- _I TUOI COMPITI_:
1. Indica se ciascuna affermazione concorda con l'articolo sulla Rai, rispondendo sì o no e citando le parole decisive dell'articolo: (a) il Consiglio di amministrazione della Rai è chiamato a un confronto interno il 27 settembre; (b) nel preserale Stefano De Martino ha superato Gerry Scotti negli ascolti; (c) la Rai vive di pubblicità.
2. Nell'articolo sulla Rai, riscrivi tutto il passo che va da "Vai al contenuto" giù fino a "suo terreno naturale.", sostituendo "Mediaset" con "Fininvest".

- _ESTRATTO_:
——————————

Vai al contenuto

LA RAI PIU’ A PARTE CHE DI PARTE

Perde le sfide degli ascolti e non vince quelle della qualità – 

La stagione televisiva in corso rischia di essere ricordata come una delle più difficili per la Rai. Mediaset ha preso il largo, forte di numeri chiari e inequivocabili. Il prossimo 27 settembre il Consiglio di amministrazione dell’azienda di viale Mazzini sarà chiamato a un confronto interno, ma i dati parlano già da soli e raccontano di un’azienda in affanno, schiacciata da una concorrenza commerciale che non dovrebbe nemmeno essere il suo terreno naturale.
Già, perché la Rai – va ricordato – è servizio pubblico. E (o dovrebbe essere) cultura, pluralismo, informazione autorevole, crescita sociale. Eppure da tempo sembra aver smarrito questa identità, scegliendo invece di seguire format commerciali e conduttori popo-lari, nel disperato tentativo di pareggiare i conti con Mediaset. Ma Mediaset è un’azienda privata, vive di pubblicità, insegue profitti, fa spettacolo per guadagnare ed è giusto così. Al contrario, la Rai vive di canone e quindi grazie al contributo del cittadino.
Ha un obbligo di qualità, non soltanto di ascolti. Tuttavia oggi sembra vergognarsi di questa missione e il risultato è palese: non soltanto non riesce a battere l’azienda di Pier Silvio Berlusconi sul piano della quantità, ma perde anche la propria unicità. Perde la sua ragion d’essere e con essa pure l’autorevolezza.
Singolare e alquanto curioso, in queste settimane, è stato il sorpasso di ascolti nel preserale di Gerry Scotti (24,7%), volto storico e consolidato che ha superato Stefano De Martino (21,1%), scelto dalla Rai come scommessa generazionale. Doveva essere il segnale del cambiamento, un ponte verso il pubblico più giovane, ma la scommessa a oggi è fallita per assenza di lungimiranza. La televisione pubblica non costruisce più progetti: insegue mode, sperando che basti. Ora si vocifera di un possibile rimpasto nel Cda.

——————————

- _DATI QUI SOTTO_:
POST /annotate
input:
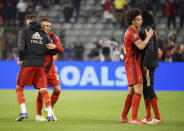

——————————

- _RISPOSTE AI COMPITI_:
1.
(a) Sì: "Il prossimo 27 settembre il Consiglio di amministrazione dell’azienda di viale Mazzini sarà chiamato a un confronto interno"
(b) No: "Gerry Scotti (24,7%), volto storico e consolidato che ha superato Stefano De Martino (21,1%)"
(c) No: "la Rai vive di canone e quindi grazie al contributo del cittadino"

2.
Vai al contenuto

LA RAI PIU’ A PARTE CHE DI PARTE

Perde le sfide degli ascolti e non vince quelle della qualità – 

La stagione televisiva in corso rischia di essere ricordata come una delle più difficili per la Rai. Fininvest ha preso il largo, forte di numeri chiari e inequivocabili. Il prossimo 27 settembre il Consiglio di amministrazione dell’azienda di viale Mazzini sarà chiamato a un confronto interno, ma i dati parlano già da soli e raccontano di un’azienda in affanno, schiacciata da una concorrenza commerciale che non dovrebbe nemmeno essere il suo terreno naturale.